Page excerpt:
---*---

They include ambassadors carrying Washington’s sexual rights message to potential cultural vassals in Africa, including Zimbabwe, although much of the continent is democratically touchy about its conservatism.

In the US, pro-life, mostly Christian, campaigners insist that life begins at conception and call safe abortion a contradiction in terms since abortion always ends in somebody dying. But they have been losing the war, years on end.

More than 54 million babies have been killed in wombs since the Roe vs Wade decision in what Jewish evangelical Ray Comfort calls America’s Holocaust.

In Barack Obama’s America, Planned Parenthood has scaled up the commercialisation of abortion to a horror pitch, having reportedly gone so far as to package aborted baby parts for sale.

Democrats are squarely behind this Sanger-incepted behemoth which is understood to have bankrolled Obama’s re-election campaign.

And the two institutions have been implicated as tenderprenurial bedfellows in recent Zika funding controversy.

But that is not the only headache moral conservatives need painkillers for.

Clinton seems to be saying to Christians in this election, “My little finger will be thicker than Obama’s whole body!

“Nay, not only that, but since Obama loaded you down heavily, I’m going to add to that burden. Obama disciplined you with whips, but I’m going to discipline you with scorpions!”

She has openly declared her liberal preferences for the Supreme Court, a bench whose heavy hammer has become reputed for iconoclastic tendencies in ecclesiastical territory.

For their part, evangelical leaders are saying, “We have no inheritance in the house of Bill. Let’s go home, Washington.”

Apparently, their best hope for stopping Clinton is voting Trump, an avowed abuser of women, hater of foreigners and, like Clinton, gatekeeper of belief.

---*---

Material:

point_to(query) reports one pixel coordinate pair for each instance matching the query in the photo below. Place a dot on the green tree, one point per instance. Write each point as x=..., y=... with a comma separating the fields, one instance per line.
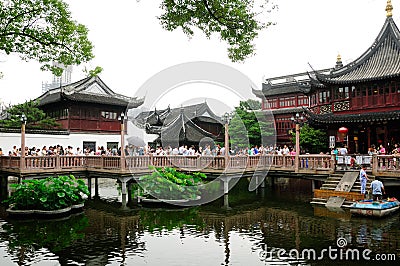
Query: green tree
x=35, y=117
x=312, y=140
x=43, y=30
x=249, y=126
x=236, y=21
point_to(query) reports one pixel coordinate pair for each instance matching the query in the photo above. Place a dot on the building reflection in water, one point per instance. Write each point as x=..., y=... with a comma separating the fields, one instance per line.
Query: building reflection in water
x=278, y=217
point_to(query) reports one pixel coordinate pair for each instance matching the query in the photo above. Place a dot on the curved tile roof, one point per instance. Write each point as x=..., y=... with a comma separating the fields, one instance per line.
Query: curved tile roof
x=380, y=61
x=88, y=90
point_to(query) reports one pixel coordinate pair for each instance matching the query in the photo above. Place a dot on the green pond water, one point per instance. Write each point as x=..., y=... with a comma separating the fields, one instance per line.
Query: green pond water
x=272, y=226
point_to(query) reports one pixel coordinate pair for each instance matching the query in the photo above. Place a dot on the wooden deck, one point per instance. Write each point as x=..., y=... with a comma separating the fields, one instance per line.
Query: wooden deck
x=382, y=165
x=137, y=165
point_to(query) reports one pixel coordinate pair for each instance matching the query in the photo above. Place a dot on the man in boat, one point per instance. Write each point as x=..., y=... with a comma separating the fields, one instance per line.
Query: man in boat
x=377, y=189
x=363, y=179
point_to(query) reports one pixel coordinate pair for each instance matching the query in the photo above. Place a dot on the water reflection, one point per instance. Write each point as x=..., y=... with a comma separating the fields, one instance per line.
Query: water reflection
x=273, y=218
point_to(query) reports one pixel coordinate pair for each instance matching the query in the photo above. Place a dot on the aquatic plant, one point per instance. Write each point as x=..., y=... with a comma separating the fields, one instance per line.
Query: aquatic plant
x=168, y=183
x=51, y=193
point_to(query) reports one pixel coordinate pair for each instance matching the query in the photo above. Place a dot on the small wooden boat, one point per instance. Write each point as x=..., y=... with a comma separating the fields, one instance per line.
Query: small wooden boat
x=375, y=208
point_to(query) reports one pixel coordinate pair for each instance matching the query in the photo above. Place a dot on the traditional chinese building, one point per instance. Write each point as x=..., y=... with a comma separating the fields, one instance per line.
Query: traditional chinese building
x=89, y=110
x=363, y=96
x=189, y=125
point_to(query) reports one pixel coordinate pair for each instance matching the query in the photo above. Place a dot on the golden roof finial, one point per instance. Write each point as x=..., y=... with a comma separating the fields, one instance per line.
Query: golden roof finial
x=389, y=8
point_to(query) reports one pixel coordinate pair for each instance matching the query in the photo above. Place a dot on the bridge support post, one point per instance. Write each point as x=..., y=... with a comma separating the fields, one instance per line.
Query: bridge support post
x=225, y=179
x=89, y=185
x=3, y=187
x=226, y=202
x=96, y=187
x=124, y=181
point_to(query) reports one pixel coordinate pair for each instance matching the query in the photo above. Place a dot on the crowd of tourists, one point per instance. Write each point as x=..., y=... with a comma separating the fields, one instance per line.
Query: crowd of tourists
x=130, y=150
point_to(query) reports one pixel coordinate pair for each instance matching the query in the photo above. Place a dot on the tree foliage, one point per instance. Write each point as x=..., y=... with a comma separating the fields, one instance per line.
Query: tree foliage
x=249, y=126
x=312, y=140
x=236, y=21
x=35, y=117
x=43, y=30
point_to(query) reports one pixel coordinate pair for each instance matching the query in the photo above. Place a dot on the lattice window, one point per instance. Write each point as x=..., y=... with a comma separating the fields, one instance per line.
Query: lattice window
x=342, y=106
x=325, y=109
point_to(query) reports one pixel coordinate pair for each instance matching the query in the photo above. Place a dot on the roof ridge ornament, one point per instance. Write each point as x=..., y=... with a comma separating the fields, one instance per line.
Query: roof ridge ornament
x=389, y=8
x=339, y=62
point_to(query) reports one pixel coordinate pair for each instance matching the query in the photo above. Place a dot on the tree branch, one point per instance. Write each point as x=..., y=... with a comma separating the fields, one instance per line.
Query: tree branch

---*---

Your tasks:
**a)** Reproduce the passage of the excerpt on abortion politics and the US election word for word, from "But that is" up to and including "Obama’s whole body!".
**b)** Resume the commentary on abortion politics and the US election, picking up after its final sentence.

Solved problems:
**a)**
But that is not the only headache moral conservatives need painkillers for.

Clinton seems to be saying to Christians in this election, “My little finger will be thicker than Obama’s whole body!

**b)**
Trump’s lewd views on women, caught on tape a decade ago before he became the Republican nominee for president, have turned out to be the toughest stain on his election day suit.

“I’m automatically attracted to beautiful women —I just start kissing them, it’s like magnet. Just kiss. I don’t even wait. When you are a star, they let you do it. You can do anything,” Trump said.

And much darker things, you know. The column can only go so far as to address a family setting.

The run-up to the final race has been littered with his gross language targeting just about every demographic other than rich white males.

While fellow Republican leaders falling over each other to condemn Trump’s comments as “disturbing and inappropriate,” inexcusable, “vulgar, egregious and impossible to justify,” “repugnant, and unacceptable in any circumstance,” conservative Christian opinion are stuck with him.

They have been refreshing their endorsements, putting their money on him as “the stitch in time that will save nine,” that is maintain a semblance of conservatism on the nine-justice Supreme Court bench.

From Liberty University to the Billy Graham Evangelistic Association, overtly and covertly, evangelical leaders have been pouring prophetic oil on Trump to save God’s people from his iconoclastic counterpart.

On the other hand, liberal tendency of evangelicals is routing for Clinton to keep an avowed misogynist, xenophobe and inquisitor out of the Oval Office.

Curiously, some of Trump and Clinton’s indiscretions are not coming across as inadvertent flaws but statements of narcissistic intent.

And both have also been assumed to share an appetite for remote-controlling drones on Washington’s geopolitical chessboards — with guns in their hands and God on their side as 2016 Nobel laureate Bob Dylan sang.

If God had already turned His back, then He has finally recalled His name from US elections.

Endorsements and alliances being morally equivocal and biblically unsustainable, preachers may well send politics to the devil and champion moral conservatism from their own turf.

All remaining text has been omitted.